#### Source extract:
........

Before she departed, the ever-playful Perrine left Dick Donner her prize T-shirt, which had "Club 'S'" emblazoned on the front and a nude picture of Val, from an old Playboy article, on the back, accompanied by the legend, "Another day, another $300,000."
Valerie Perrne's t-shirt gift to director Richard Donner, "Another day, another $300,000".
• • •
When the weather was good enough, the unit returned to the Kananaskis area to complete the Danforth Missile Base sequence.
During rehearsals on the set crowded with hundreds of U.S. Army uniformed extras and snarling German shepherd dogs cameraman Peter MacDonald noticed that the nose cone of the XK 101 missile was wobbling a bit. So David Tomblin asked me if I would get into the second stage of the rocket and hold the nose cone steady. Not quite sure he was serious, I agreed and proceeded to climb up onto the big flatbed truck. A moment later Alfie of Props came running over to say that I'd probably suffocate in there. "Don't worry," Tomblin chuckled, "we'd bury you over there on that hill under a marker that said: 'He Did It For The Book.'"
• • •
About this time, two very special members of the cast arrived for cameo appearances in the film.
Kirk Alyn, the original serial Superman, and Noel Neill, the first film Lois Lane (also the much-loved Lois of the TV series), had been suggested to Ilya Salkind by Rogers and Cowan publicist Dale Olsen as naturals to play the parents of Lois Lane in the new picture, in the scene in which she, as a little girl, sees the young Clark Kent speeding past a train. The young executive producer quickly locked up both Kirk and Noel for the parts.
Much to the amusement of most of us on the film, the two "Superman" veterans showed up in Calgary still reflecting some of the tensions that had apparently enlivened their earlier acting partnership, exchanging generally harmless barbs, still bickering about stolen scenes and stepped-on lines. They both looked great, Kirk tall and tanned, with a still enviable physique, and Noel as attractive and sparkling as when she first started at the Daily Planet.

........

#### Data extract:

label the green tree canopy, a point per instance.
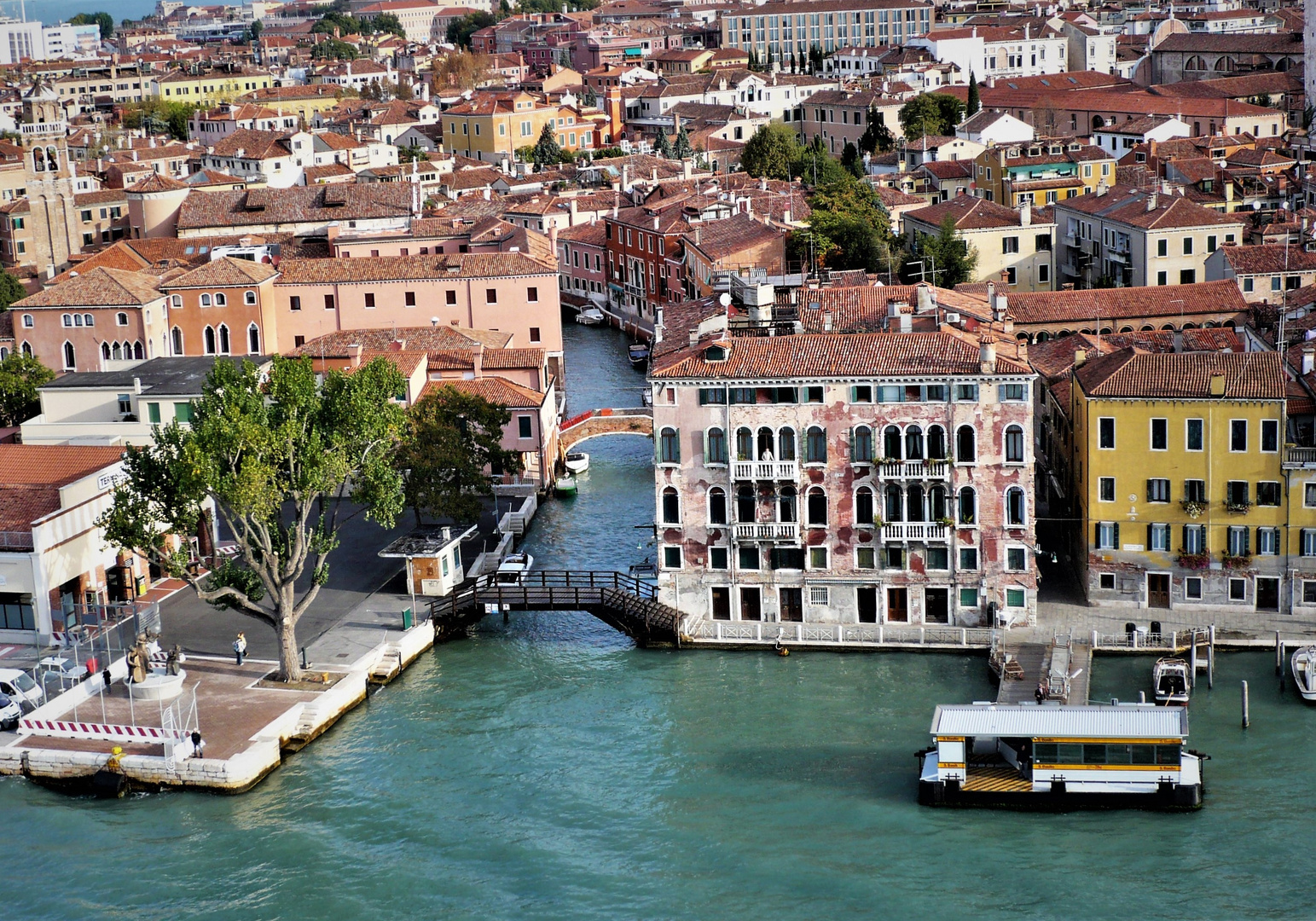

........

#### Exercise objective:
Reproduce the part of the Superman filming passage above starting with "During rehearsals on" and going on through "in the film.", word for word.

#### The output:
During rehearsals on the set crowded with hundreds of U.S. Army uniformed extras and snarling German shepherd dogs cameraman Peter MacDonald noticed that the nose cone of the XK 101 missile was wobbling a bit. So David Tomblin asked me if I would get into the second stage of the rocket and hold the nose cone steady. Not quite sure he was serious, I agreed and proceeded to climb up onto the big flatbed truck. A moment later Alfie of Props came running over to say that I'd probably suffocate in there. "Don't worry," Tomblin chuckled, "we'd bury you over there on that hill under a marker that said: 'He Did It For The Book.'"
• • •
About this time, two very special members of the cast arrived for cameo appearances in the film.